== Supplied records ==

========================================================================

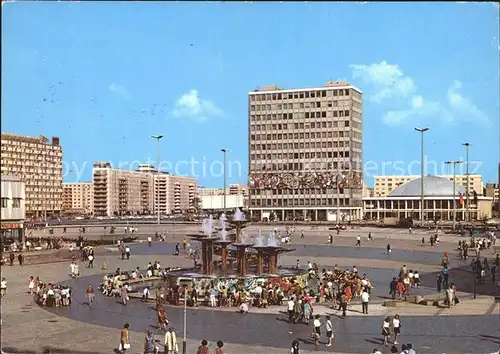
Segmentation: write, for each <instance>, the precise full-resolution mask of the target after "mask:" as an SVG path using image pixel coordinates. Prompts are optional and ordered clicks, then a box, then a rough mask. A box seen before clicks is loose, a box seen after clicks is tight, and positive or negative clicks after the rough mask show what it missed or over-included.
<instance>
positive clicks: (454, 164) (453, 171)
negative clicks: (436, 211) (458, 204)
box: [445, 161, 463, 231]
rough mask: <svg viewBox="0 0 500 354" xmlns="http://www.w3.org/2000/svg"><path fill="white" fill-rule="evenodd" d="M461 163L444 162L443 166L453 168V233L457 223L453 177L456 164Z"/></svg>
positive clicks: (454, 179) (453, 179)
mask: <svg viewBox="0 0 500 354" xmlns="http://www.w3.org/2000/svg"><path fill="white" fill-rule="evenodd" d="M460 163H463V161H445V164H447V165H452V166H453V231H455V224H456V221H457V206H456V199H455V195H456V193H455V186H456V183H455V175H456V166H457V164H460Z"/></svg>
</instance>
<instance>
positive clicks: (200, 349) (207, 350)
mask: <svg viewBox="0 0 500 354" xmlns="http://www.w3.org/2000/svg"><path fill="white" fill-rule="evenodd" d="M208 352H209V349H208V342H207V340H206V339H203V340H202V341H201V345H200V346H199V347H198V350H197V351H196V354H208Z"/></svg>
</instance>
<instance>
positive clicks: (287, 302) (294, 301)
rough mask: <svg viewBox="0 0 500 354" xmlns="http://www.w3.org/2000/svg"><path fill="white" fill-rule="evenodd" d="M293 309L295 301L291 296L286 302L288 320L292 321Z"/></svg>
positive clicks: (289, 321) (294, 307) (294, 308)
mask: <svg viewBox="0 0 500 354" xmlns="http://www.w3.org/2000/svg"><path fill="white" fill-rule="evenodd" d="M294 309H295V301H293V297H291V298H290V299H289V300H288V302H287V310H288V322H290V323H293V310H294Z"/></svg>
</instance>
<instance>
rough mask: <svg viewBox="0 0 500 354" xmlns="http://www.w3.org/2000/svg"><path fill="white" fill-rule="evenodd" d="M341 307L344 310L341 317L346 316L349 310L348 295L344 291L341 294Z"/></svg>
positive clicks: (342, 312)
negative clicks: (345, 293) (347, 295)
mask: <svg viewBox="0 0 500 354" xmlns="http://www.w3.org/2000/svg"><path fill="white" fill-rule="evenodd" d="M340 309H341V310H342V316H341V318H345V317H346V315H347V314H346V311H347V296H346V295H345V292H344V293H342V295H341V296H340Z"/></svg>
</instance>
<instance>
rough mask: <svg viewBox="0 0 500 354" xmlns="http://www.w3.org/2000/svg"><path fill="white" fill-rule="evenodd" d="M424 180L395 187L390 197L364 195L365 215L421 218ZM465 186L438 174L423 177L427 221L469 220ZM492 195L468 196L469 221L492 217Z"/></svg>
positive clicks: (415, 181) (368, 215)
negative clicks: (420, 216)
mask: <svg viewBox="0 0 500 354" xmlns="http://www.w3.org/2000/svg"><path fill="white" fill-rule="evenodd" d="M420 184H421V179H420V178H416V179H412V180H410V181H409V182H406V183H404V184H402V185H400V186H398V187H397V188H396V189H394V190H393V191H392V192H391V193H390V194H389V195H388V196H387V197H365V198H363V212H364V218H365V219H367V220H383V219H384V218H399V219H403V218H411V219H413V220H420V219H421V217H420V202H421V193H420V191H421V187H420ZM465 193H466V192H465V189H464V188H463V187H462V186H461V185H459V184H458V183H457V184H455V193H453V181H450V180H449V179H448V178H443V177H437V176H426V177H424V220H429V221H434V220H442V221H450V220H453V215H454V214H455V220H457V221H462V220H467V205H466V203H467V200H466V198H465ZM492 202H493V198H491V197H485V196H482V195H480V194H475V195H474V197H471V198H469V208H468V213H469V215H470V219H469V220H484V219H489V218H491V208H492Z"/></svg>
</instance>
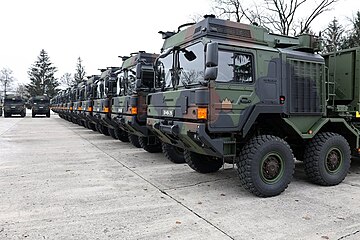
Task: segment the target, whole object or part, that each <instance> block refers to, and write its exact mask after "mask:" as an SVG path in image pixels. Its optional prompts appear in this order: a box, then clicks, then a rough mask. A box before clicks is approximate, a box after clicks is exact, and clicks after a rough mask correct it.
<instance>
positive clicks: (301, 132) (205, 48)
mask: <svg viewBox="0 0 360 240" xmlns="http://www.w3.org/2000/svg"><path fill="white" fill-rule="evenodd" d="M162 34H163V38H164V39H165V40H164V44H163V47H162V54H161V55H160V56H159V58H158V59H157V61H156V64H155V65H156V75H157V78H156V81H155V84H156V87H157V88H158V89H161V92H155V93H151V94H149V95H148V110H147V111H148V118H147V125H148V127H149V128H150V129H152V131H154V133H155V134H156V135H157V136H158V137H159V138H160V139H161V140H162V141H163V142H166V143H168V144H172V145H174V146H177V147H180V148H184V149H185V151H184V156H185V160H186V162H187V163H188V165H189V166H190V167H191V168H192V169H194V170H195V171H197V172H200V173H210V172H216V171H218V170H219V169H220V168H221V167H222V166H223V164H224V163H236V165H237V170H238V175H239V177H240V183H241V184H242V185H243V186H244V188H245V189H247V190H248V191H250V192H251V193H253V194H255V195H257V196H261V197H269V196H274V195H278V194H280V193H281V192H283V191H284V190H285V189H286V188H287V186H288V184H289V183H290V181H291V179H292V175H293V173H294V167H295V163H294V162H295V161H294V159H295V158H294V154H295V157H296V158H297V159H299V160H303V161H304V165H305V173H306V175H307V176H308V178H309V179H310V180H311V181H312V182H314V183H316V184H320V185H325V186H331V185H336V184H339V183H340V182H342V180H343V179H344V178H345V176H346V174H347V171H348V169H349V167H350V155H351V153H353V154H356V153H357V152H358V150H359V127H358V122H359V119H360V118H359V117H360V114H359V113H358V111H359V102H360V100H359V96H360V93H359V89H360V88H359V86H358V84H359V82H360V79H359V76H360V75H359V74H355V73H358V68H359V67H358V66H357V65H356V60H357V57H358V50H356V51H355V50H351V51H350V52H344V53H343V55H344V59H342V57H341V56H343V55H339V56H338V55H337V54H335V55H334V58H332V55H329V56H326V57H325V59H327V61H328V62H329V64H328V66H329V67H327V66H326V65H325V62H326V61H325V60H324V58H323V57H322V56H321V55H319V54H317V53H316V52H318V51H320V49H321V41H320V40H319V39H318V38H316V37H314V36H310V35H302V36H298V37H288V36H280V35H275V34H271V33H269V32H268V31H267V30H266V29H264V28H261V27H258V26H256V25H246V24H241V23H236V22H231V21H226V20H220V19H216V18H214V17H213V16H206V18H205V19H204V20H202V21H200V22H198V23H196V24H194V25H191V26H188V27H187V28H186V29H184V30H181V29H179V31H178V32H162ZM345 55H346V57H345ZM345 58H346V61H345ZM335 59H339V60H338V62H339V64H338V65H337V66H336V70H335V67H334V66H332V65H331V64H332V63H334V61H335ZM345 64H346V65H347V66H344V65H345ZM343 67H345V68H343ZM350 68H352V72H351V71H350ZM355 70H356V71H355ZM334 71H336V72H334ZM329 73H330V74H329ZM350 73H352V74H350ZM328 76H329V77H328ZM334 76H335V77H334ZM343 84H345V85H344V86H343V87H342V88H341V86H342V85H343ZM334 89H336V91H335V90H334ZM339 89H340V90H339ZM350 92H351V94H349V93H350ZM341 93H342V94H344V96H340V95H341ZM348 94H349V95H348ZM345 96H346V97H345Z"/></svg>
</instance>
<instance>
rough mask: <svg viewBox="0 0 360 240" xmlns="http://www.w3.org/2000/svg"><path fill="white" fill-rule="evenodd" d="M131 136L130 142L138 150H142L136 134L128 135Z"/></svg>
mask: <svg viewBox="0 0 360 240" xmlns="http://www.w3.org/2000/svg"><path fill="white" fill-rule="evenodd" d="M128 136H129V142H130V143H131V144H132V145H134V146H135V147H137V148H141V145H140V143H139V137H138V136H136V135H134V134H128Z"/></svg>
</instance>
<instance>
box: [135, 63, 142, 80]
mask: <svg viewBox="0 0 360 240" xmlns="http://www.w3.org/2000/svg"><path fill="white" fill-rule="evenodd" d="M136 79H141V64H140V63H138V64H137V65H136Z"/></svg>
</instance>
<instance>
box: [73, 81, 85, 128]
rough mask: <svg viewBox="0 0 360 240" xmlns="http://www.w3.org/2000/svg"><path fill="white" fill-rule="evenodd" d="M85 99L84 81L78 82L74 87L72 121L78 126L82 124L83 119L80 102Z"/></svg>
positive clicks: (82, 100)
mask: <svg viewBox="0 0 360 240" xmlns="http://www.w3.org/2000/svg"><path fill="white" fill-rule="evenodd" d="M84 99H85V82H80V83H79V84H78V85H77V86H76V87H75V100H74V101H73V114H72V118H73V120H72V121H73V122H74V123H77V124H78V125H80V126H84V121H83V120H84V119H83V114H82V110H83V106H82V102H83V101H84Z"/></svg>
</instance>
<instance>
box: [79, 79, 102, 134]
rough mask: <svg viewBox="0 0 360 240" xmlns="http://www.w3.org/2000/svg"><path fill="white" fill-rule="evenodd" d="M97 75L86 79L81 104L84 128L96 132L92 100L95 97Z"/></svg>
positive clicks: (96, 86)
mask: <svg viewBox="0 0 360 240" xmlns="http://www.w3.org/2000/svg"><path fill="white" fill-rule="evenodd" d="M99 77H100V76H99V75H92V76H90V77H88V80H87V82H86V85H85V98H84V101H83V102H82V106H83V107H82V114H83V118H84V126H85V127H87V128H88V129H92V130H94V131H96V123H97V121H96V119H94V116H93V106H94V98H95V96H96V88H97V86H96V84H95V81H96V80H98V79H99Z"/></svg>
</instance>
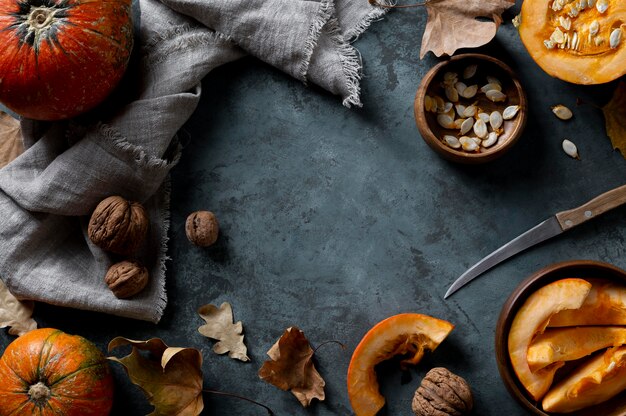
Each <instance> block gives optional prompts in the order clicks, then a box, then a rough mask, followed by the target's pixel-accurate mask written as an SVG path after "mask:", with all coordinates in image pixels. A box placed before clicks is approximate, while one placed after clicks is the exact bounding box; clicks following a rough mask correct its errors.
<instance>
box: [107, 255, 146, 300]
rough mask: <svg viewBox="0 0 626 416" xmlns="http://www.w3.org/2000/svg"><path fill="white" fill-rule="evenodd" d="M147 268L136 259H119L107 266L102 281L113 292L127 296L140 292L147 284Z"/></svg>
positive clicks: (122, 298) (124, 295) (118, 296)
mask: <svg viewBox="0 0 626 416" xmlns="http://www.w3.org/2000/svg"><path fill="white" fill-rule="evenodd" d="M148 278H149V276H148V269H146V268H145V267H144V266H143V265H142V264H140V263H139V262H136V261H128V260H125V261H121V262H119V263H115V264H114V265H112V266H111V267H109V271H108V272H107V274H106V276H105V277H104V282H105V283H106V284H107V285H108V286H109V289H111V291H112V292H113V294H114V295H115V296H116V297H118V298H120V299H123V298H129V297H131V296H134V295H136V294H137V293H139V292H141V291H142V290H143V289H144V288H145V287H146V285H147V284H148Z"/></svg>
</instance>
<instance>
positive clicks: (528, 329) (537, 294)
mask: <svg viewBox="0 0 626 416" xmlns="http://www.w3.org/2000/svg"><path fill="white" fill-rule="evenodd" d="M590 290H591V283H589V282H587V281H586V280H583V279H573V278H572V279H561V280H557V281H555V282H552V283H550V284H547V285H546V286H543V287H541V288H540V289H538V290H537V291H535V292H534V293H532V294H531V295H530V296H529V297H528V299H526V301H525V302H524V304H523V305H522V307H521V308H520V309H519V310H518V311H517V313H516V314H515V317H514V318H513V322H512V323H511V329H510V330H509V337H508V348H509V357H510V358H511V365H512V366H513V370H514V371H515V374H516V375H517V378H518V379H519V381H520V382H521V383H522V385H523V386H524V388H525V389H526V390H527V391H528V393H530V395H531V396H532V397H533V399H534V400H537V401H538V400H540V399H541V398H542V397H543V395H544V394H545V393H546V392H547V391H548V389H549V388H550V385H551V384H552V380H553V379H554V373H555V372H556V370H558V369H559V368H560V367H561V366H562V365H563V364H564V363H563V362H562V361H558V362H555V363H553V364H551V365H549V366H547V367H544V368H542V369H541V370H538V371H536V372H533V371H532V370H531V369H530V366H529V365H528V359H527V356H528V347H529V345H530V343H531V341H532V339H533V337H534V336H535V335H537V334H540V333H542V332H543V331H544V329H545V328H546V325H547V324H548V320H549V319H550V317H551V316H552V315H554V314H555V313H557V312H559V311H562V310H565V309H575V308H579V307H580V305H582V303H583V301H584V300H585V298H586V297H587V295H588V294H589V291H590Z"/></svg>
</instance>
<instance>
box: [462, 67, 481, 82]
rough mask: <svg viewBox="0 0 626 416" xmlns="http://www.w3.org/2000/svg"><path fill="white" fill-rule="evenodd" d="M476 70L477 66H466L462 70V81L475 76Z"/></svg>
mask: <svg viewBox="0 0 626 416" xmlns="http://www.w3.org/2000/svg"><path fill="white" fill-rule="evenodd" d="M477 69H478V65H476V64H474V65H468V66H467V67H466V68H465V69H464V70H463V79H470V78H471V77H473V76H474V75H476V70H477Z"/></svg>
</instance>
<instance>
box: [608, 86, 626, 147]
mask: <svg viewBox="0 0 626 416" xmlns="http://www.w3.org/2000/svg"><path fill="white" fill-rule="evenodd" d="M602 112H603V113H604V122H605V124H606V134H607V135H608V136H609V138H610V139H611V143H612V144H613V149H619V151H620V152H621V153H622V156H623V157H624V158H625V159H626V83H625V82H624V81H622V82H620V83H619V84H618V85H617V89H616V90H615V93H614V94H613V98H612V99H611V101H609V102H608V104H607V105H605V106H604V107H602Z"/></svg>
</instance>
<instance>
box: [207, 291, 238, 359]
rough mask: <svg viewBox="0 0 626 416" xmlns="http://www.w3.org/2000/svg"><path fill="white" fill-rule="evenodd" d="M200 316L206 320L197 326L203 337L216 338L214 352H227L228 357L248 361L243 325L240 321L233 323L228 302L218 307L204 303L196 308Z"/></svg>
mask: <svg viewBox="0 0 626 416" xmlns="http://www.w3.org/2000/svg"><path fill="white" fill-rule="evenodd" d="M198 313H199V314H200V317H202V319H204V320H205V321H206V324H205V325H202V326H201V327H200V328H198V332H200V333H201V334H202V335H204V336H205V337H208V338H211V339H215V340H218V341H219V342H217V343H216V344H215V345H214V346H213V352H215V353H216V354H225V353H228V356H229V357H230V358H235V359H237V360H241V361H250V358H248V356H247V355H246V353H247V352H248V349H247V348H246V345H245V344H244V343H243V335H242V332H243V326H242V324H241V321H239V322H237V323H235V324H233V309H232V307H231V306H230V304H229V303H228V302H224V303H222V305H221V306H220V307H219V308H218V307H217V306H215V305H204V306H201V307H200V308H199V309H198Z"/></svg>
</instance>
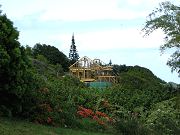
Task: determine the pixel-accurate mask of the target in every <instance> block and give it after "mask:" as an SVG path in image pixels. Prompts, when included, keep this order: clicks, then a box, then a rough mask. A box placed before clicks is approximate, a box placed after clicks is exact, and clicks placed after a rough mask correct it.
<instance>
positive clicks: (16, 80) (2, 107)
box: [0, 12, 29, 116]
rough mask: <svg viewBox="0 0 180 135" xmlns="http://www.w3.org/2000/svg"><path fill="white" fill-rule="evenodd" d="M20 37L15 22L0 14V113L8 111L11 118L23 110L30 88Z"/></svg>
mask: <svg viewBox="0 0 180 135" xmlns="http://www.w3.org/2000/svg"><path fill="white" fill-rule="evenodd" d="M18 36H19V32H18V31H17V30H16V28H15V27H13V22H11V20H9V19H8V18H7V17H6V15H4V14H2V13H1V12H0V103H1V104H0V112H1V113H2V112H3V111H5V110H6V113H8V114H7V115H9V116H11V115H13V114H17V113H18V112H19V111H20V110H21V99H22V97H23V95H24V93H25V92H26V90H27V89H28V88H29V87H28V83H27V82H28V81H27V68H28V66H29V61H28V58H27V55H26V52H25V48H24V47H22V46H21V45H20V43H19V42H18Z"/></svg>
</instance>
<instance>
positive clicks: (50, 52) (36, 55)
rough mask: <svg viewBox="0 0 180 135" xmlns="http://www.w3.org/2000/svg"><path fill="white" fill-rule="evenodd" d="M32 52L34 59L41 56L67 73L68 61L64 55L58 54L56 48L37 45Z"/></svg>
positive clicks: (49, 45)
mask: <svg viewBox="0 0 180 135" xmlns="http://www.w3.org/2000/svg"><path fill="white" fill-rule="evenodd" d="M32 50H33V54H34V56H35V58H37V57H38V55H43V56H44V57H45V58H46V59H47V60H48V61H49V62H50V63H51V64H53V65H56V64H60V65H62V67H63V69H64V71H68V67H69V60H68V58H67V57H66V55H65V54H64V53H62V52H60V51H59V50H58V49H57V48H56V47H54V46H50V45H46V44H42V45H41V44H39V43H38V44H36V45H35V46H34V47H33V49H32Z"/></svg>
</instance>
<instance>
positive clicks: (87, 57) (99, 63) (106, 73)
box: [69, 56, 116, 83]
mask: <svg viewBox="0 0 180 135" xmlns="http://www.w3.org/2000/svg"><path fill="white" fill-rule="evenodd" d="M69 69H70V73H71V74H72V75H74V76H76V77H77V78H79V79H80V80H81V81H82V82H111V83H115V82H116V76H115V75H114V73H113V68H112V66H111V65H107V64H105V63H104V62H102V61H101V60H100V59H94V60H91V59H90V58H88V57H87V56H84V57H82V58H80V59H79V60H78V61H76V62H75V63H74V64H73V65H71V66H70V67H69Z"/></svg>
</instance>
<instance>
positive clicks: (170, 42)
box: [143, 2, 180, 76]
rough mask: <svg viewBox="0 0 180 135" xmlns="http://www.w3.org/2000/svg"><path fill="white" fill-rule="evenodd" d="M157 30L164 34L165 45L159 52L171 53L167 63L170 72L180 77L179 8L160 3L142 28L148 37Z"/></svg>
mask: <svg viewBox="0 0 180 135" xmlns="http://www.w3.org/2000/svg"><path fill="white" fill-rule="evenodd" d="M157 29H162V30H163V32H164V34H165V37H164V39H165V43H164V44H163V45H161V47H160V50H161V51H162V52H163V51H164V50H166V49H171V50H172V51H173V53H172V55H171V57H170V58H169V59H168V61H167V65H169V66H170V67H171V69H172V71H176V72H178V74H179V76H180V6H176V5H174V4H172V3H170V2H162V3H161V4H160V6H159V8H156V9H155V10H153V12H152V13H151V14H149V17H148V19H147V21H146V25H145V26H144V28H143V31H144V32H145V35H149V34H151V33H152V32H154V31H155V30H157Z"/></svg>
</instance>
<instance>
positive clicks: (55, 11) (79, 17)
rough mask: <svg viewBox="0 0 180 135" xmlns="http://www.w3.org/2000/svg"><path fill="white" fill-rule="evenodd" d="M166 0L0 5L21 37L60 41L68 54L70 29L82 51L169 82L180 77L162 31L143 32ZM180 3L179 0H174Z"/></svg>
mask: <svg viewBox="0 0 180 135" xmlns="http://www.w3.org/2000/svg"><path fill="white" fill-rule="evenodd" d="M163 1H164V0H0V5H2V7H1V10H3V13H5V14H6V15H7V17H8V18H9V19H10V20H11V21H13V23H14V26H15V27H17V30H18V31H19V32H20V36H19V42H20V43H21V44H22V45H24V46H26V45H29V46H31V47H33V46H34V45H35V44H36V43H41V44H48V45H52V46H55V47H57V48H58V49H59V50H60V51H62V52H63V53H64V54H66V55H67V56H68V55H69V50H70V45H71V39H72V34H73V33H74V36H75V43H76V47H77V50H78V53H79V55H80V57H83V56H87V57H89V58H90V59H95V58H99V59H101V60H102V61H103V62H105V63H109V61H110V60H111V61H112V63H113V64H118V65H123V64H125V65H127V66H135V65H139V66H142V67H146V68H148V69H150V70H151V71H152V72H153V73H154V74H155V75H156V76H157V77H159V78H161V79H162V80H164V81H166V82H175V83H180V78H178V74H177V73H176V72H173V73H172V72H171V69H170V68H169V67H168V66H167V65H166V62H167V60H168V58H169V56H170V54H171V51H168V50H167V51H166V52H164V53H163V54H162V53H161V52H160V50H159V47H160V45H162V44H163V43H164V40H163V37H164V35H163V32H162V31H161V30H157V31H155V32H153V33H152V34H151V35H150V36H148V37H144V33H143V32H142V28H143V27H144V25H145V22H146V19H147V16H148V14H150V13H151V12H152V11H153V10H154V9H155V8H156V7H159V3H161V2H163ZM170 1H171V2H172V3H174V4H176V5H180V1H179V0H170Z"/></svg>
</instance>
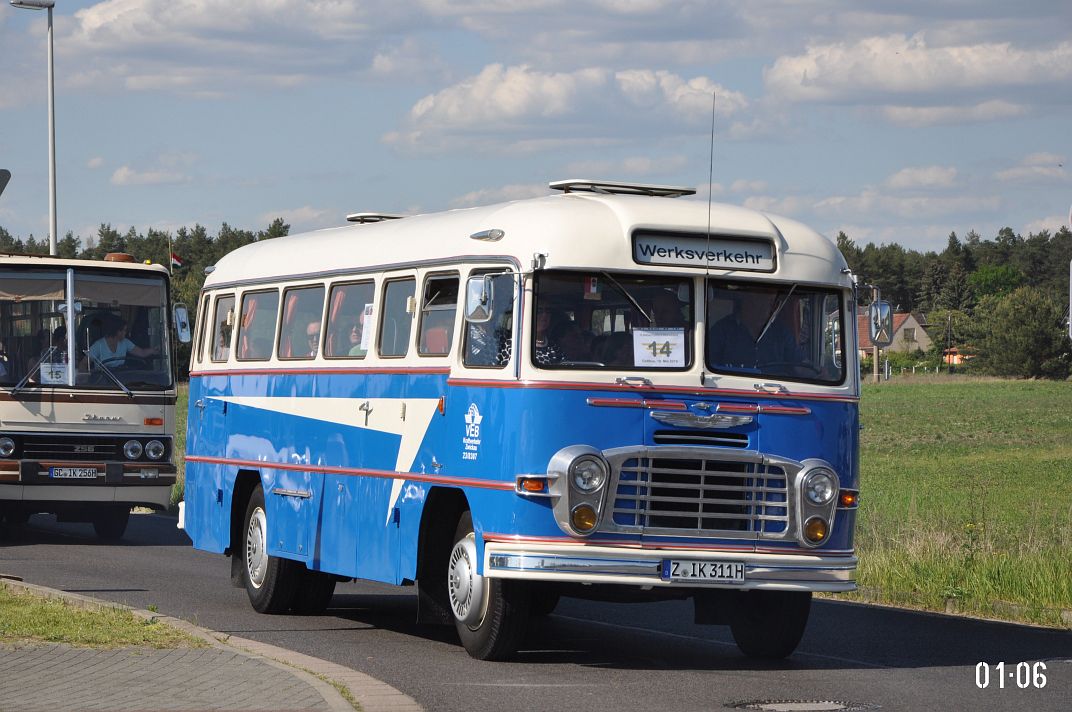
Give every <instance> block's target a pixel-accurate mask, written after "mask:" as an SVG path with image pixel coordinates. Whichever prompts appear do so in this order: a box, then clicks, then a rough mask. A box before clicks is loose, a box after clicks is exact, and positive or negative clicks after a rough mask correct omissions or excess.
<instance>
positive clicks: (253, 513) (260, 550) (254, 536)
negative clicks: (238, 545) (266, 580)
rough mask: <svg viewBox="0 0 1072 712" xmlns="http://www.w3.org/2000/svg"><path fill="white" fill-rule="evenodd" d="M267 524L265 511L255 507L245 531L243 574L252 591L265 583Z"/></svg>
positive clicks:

========================================================================

Set down, exactly as they stand above, the lines starting with the line with "positive clicks: (50, 52) (36, 55)" and going on through the line with "positive clicks: (55, 11) (79, 17)", and no others.

positive clicks: (50, 52) (36, 55)
rough mask: <svg viewBox="0 0 180 135" xmlns="http://www.w3.org/2000/svg"><path fill="white" fill-rule="evenodd" d="M32 52L34 59L41 56L67 73L68 61L64 55L58 54L56 48L37 45Z"/></svg>
positive clicks: (49, 45)
mask: <svg viewBox="0 0 180 135" xmlns="http://www.w3.org/2000/svg"><path fill="white" fill-rule="evenodd" d="M32 50H33V54H34V56H35V58H37V57H38V55H43V56H44V57H45V58H46V59H47V60H48V61H49V62H50V63H51V64H53V65H56V64H60V65H62V67H63V69H64V71H68V67H69V60H68V58H67V57H66V55H65V54H64V53H62V52H60V51H59V50H58V49H57V48H56V47H54V46H50V45H46V44H42V45H41V44H39V43H38V44H36V45H35V46H34V47H33V49H32Z"/></svg>
</instance>
<instance>
positive clicks: (87, 57) (99, 63) (106, 73)
box: [69, 56, 116, 83]
mask: <svg viewBox="0 0 180 135" xmlns="http://www.w3.org/2000/svg"><path fill="white" fill-rule="evenodd" d="M69 69H70V73H71V74H72V75H74V76H76V77H77V78H79V79H80V80H81V81H82V82H111V83H115V82H116V76H115V75H114V73H113V68H112V66H111V65H107V64H105V63H104V62H102V61H101V60H100V59H94V60H91V59H90V58H88V57H87V56H84V57H82V58H80V59H79V60H78V61H76V62H75V63H74V64H73V65H71V66H70V67H69Z"/></svg>
</instance>
<instance>
positive clicks: (170, 42)
box: [143, 2, 180, 76]
rough mask: <svg viewBox="0 0 180 135" xmlns="http://www.w3.org/2000/svg"><path fill="white" fill-rule="evenodd" d="M157 30L164 34L165 45L159 52L171 53L167 63L170 72L180 77L179 8L160 3L142 28L148 37Z"/></svg>
mask: <svg viewBox="0 0 180 135" xmlns="http://www.w3.org/2000/svg"><path fill="white" fill-rule="evenodd" d="M157 29H162V30H163V32H164V34H165V37H164V39H165V43H164V44H163V45H161V47H160V50H161V51H162V52H163V51H164V50H166V49H171V50H172V51H173V53H172V55H171V57H170V58H169V59H168V61H167V65H169V66H170V67H171V69H172V71H176V72H178V74H179V76H180V6H176V5H174V4H172V3H170V2H162V3H161V4H160V6H159V8H156V9H155V10H153V12H152V13H151V14H149V17H148V19H147V21H146V25H145V26H144V28H143V31H144V32H145V35H149V34H151V33H152V32H154V31H155V30H157Z"/></svg>
</instance>
<instance>
positive clicks: (55, 11) (79, 17)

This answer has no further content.